§ **Фрагмент текста**:
┄┄┄┄┄┄┄┄┄┄┄┄┄┄┄┄┄┄┄┄
Оставшись без работы, Ходасевич предложил себя в качестве постоянного обозревателя “Последним новостям”, но Милюков твердо заявил, что Ходасевич газете “совершенно не нужен”. Трудно сказать, стояли за этим какие-то личные или политические претензии бывшего лидера кадетов к поэту. Во всяком случае, о литературе и в милюковской газете, и в “Звене”, с 1927 года ставшем из еженедельника журналом, писал Адамович, и делиться куском хлеба ни с кем не собирался. Даже эпизодическое сотрудничество с “Последними новостями” с начала 1927-го прекратилось, ибо Ходасевич осел в конкурирующем издании[654].
Этим изданием была газета “Возрождение”, с которой связаны последние двенадцать лет жизни поэта. Из респектабельных парижских газет она была самой правой, и потому участие в ней Ходасевича на первый взгляд парадоксально: его-то оппозиция большевикам была оппозицией слева. Но понятно, что найти в эмигрантском Париже печатный орган по себе Ходасевичу было трудновато, а принципиальной разницы между “Последними новостями” и “Возрождением” для него не было, как не было в свое время разницы между кадетской и октябристской прессой в России.
┄┄┄┄┄┄┄┄┄┄┄┄┄┄┄┄┄┄┄┄
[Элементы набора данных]
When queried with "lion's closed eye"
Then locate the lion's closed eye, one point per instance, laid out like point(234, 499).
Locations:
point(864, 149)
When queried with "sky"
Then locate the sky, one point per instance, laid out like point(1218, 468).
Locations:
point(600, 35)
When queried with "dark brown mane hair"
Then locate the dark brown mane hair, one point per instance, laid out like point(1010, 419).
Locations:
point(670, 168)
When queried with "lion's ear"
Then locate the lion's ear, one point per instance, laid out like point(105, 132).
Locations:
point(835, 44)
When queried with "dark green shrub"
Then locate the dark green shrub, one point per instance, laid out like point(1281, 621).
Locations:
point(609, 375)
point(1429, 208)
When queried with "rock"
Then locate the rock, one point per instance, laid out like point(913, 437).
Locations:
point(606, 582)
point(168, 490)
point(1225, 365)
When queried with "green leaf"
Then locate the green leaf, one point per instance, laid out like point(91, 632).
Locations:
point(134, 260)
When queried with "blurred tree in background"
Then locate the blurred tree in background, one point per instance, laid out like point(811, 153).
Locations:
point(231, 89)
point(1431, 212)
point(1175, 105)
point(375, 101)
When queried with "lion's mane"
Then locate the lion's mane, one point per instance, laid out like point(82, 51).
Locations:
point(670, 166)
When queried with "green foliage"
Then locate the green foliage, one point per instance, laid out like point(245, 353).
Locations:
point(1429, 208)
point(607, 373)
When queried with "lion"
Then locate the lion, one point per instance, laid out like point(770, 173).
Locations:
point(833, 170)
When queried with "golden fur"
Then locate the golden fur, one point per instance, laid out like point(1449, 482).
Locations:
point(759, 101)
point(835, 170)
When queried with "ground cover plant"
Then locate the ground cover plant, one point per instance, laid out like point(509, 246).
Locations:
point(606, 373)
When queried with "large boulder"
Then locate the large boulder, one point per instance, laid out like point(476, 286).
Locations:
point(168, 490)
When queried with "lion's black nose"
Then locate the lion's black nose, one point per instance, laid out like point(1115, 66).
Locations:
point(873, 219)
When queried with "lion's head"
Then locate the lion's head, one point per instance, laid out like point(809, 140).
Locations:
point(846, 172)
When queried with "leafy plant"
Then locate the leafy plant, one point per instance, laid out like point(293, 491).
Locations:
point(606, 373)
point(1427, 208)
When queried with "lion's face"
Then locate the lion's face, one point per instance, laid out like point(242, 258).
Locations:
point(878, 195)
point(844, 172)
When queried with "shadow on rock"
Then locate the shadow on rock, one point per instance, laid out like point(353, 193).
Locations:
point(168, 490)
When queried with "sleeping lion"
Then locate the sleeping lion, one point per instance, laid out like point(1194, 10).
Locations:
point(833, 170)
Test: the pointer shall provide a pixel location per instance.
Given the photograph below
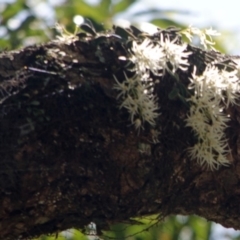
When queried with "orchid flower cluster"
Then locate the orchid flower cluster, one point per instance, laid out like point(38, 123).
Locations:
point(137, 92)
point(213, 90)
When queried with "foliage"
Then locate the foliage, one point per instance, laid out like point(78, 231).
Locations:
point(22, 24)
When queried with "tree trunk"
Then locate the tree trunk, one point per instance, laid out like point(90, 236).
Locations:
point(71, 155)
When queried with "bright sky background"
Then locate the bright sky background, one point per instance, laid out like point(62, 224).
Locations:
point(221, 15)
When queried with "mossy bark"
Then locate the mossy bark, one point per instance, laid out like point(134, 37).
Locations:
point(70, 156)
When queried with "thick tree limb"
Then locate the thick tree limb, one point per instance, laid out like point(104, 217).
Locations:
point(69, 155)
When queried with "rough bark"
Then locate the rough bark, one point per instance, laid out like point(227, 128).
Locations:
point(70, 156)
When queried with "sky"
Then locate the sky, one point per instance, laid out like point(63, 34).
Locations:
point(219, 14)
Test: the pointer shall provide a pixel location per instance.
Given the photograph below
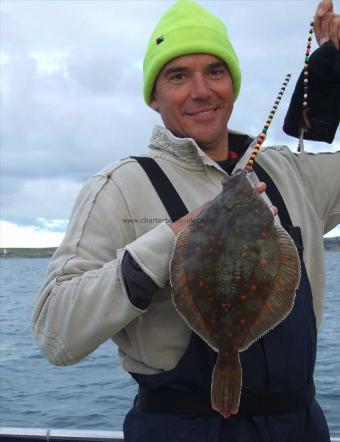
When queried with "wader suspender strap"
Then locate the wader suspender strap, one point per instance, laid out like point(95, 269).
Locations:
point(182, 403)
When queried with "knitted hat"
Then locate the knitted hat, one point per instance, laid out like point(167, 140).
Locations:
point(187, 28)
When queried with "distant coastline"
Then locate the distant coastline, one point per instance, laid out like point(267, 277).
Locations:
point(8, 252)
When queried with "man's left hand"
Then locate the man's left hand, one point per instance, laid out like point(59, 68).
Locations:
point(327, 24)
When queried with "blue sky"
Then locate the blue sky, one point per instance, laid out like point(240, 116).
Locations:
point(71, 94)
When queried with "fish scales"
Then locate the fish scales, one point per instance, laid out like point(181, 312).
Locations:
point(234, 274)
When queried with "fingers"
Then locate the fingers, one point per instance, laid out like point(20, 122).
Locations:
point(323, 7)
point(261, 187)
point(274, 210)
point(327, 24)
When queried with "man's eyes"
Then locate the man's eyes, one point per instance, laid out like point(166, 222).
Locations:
┄┄┄┄┄┄┄┄┄┄┄┄┄┄┄┄┄┄┄┄
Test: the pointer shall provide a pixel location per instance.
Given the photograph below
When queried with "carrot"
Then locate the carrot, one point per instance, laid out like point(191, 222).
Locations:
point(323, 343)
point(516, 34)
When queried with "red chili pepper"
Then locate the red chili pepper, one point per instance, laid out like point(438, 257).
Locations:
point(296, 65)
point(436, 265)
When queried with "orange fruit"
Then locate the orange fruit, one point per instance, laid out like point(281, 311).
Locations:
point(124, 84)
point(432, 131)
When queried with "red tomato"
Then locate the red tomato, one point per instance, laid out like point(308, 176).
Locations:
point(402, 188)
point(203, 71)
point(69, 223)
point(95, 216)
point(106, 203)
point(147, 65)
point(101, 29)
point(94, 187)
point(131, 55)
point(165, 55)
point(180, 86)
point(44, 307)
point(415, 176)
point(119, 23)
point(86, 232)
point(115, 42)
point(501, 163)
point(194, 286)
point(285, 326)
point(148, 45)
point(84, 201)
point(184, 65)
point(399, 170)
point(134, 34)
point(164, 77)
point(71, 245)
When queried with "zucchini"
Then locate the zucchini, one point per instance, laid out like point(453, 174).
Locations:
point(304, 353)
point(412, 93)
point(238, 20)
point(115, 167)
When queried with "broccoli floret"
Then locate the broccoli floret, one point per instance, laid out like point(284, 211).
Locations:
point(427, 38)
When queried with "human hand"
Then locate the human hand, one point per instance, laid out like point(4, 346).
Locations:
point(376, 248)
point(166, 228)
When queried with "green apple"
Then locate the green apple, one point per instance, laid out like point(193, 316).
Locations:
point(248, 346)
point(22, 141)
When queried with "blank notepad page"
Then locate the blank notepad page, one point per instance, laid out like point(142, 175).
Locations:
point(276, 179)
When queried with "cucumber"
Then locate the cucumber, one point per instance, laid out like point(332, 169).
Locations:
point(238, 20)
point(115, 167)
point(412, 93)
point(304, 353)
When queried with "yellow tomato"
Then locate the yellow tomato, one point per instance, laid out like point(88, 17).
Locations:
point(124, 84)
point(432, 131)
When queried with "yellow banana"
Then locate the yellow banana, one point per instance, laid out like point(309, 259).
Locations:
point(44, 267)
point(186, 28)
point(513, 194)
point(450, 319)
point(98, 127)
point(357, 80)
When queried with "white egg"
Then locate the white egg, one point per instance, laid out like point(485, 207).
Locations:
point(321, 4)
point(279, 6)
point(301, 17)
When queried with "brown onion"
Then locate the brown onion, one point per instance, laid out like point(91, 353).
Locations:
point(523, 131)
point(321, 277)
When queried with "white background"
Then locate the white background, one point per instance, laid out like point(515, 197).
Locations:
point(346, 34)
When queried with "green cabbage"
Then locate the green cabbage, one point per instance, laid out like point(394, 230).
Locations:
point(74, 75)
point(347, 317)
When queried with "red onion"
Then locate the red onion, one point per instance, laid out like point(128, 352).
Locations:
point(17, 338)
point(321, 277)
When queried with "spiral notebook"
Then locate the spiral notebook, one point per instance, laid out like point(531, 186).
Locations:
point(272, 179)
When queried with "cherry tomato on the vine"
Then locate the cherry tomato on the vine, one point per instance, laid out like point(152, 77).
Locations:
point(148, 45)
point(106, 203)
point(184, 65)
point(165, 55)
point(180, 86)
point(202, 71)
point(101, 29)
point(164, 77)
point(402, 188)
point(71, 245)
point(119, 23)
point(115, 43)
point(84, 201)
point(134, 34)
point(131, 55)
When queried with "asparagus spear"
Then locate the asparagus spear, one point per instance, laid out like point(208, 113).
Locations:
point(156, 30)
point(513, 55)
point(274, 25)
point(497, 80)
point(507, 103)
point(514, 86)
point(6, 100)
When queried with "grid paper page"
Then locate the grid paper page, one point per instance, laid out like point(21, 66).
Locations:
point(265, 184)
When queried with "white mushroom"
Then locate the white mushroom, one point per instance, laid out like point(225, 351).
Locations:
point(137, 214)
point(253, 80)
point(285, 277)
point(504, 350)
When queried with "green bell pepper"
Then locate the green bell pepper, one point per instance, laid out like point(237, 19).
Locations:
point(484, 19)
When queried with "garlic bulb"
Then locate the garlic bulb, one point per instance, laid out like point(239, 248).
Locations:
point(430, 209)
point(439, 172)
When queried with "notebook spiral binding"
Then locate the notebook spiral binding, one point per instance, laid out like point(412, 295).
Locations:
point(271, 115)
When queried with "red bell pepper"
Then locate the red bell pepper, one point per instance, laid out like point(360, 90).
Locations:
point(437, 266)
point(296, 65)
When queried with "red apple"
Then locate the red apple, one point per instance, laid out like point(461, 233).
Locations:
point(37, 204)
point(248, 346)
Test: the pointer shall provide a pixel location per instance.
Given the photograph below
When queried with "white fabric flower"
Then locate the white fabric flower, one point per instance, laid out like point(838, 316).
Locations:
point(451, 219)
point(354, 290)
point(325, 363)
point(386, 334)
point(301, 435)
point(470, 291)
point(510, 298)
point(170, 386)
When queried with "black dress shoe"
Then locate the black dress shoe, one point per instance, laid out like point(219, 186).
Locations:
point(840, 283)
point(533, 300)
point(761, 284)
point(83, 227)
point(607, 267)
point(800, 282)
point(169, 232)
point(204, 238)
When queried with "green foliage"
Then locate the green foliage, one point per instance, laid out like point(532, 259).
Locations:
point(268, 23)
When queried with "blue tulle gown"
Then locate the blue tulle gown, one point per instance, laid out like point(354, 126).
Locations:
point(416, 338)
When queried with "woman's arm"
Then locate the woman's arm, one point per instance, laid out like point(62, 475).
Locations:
┄┄┄┄┄┄┄┄┄┄┄┄┄┄┄┄┄┄┄┄
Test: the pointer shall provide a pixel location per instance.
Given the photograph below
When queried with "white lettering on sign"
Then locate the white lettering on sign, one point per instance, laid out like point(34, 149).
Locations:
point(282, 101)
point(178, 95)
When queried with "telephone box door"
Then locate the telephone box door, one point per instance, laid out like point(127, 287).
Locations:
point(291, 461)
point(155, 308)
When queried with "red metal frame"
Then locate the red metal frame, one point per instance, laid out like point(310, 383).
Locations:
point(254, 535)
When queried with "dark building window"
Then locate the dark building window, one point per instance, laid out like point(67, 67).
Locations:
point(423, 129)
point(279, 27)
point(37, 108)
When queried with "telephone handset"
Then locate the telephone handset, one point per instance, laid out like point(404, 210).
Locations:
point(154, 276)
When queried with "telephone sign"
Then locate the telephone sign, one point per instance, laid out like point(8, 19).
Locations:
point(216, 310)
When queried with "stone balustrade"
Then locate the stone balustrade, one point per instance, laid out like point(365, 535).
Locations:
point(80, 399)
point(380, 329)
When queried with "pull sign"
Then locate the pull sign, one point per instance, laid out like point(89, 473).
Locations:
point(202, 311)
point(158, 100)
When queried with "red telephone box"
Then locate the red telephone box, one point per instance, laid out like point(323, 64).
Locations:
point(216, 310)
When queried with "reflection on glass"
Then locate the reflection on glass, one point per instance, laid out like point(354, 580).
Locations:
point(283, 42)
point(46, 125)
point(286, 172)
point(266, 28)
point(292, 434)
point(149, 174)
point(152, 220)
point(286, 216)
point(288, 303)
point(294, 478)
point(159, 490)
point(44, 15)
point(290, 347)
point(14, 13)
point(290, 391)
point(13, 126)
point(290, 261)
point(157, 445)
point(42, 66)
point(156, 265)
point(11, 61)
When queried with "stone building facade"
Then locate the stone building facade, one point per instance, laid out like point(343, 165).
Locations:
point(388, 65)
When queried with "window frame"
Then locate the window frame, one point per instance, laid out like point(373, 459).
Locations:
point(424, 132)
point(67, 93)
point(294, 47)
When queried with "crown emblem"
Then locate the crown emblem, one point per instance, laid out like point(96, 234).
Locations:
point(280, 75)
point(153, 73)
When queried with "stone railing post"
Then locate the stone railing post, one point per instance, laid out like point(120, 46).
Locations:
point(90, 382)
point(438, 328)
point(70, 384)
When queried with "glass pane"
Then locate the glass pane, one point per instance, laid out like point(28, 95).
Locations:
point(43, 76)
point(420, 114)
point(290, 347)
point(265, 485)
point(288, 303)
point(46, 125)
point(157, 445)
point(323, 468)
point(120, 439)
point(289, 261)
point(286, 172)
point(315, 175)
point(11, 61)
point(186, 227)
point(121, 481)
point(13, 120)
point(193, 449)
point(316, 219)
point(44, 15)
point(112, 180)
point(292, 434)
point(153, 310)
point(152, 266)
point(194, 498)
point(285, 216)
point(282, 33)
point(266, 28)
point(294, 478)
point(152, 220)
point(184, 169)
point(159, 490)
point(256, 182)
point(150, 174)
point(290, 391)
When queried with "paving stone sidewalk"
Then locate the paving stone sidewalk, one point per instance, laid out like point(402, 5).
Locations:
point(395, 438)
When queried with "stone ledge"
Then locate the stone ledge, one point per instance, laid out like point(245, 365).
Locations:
┄┄┄┄┄┄┄┄┄┄┄┄┄┄┄┄┄┄┄┄
§ **Задание**: С какой газетой, согласно отрывку о Ходасевиче, были связаны последние двенадцать лет жизни поэта? Материал к тексту не относится и приводится отдельно.

§ **Ответ**: С газетой «Возрождение».